Your goal
Starting from the line that holds "Your task is to locate every instance of lip", print every line through the end of the records, first and last included.
=== Begin Enclosure ===
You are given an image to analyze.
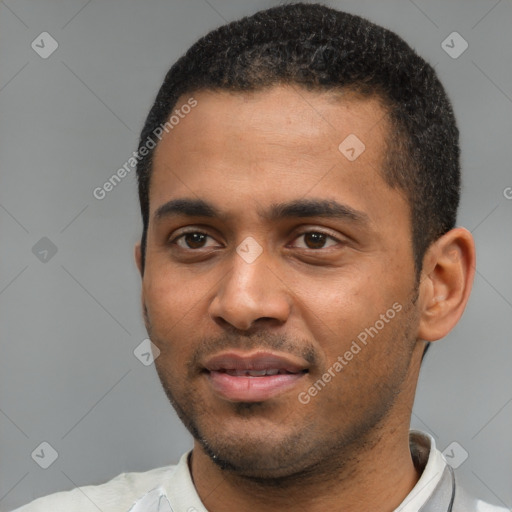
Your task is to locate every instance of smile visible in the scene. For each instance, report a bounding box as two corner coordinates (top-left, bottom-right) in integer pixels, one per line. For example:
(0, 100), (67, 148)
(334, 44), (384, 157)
(203, 351), (309, 402)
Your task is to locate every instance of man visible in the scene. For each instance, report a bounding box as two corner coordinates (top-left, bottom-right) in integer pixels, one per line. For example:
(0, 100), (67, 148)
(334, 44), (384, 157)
(13, 3), (508, 511)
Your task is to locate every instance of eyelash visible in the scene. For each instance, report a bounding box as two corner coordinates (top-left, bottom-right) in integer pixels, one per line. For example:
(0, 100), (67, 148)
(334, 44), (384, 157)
(169, 229), (343, 251)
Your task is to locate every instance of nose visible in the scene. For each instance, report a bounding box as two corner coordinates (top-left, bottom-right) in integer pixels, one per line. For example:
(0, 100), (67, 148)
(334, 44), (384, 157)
(208, 249), (292, 332)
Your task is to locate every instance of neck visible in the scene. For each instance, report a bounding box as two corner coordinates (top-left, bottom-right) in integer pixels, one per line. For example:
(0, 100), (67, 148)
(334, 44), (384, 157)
(190, 421), (421, 512)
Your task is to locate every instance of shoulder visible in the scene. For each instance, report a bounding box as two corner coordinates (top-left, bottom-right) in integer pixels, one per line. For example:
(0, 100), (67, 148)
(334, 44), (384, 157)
(10, 464), (177, 512)
(452, 473), (509, 512)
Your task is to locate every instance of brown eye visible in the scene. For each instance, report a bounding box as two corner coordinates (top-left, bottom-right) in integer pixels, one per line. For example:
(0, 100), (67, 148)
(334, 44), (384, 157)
(173, 232), (218, 250)
(304, 233), (327, 249)
(183, 233), (207, 249)
(292, 231), (340, 250)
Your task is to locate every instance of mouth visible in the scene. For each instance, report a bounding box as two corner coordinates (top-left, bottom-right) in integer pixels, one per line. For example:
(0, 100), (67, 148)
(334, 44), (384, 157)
(203, 351), (309, 402)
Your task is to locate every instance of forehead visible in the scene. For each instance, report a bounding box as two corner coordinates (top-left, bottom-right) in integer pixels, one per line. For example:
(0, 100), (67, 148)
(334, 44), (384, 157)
(149, 86), (406, 229)
(154, 86), (387, 166)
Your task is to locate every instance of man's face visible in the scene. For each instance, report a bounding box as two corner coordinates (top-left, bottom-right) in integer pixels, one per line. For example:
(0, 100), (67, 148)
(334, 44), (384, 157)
(137, 86), (423, 479)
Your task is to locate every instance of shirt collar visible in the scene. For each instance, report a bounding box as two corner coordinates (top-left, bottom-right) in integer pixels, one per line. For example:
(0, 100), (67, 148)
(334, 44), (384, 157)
(395, 430), (448, 511)
(128, 430), (450, 512)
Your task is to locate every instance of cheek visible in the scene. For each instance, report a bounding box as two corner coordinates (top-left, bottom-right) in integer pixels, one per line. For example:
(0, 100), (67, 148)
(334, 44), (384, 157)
(143, 269), (204, 342)
(299, 271), (389, 344)
(302, 272), (413, 383)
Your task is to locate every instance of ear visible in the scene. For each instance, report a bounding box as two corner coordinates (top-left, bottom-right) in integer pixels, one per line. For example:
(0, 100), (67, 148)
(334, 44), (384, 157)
(134, 241), (143, 277)
(417, 228), (476, 342)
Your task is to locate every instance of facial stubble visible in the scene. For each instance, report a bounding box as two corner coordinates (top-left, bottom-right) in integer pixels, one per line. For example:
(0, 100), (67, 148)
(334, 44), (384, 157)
(145, 291), (420, 486)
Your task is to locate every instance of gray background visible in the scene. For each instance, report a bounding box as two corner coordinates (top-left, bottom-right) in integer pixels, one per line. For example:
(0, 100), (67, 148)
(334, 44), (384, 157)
(1, 0), (511, 510)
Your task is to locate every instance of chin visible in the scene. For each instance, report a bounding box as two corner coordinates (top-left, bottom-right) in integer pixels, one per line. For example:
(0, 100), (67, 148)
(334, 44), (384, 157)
(194, 419), (328, 481)
(204, 444), (313, 479)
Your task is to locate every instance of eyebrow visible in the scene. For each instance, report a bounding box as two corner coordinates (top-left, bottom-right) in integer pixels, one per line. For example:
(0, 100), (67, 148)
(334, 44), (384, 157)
(264, 198), (369, 224)
(154, 198), (220, 222)
(153, 197), (369, 225)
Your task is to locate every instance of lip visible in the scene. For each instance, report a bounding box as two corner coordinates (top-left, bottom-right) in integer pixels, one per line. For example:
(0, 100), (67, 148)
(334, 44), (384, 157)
(203, 350), (309, 402)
=== End Enclosure ===
Written answer
Your task is to locate every instance of lip visible in the scene. For each instance, report a bounding box as two corner coordinates (top-left, bottom-right) in integer pixels, one per line. For example:
(0, 100), (67, 148)
(334, 44), (384, 157)
(203, 350), (309, 402)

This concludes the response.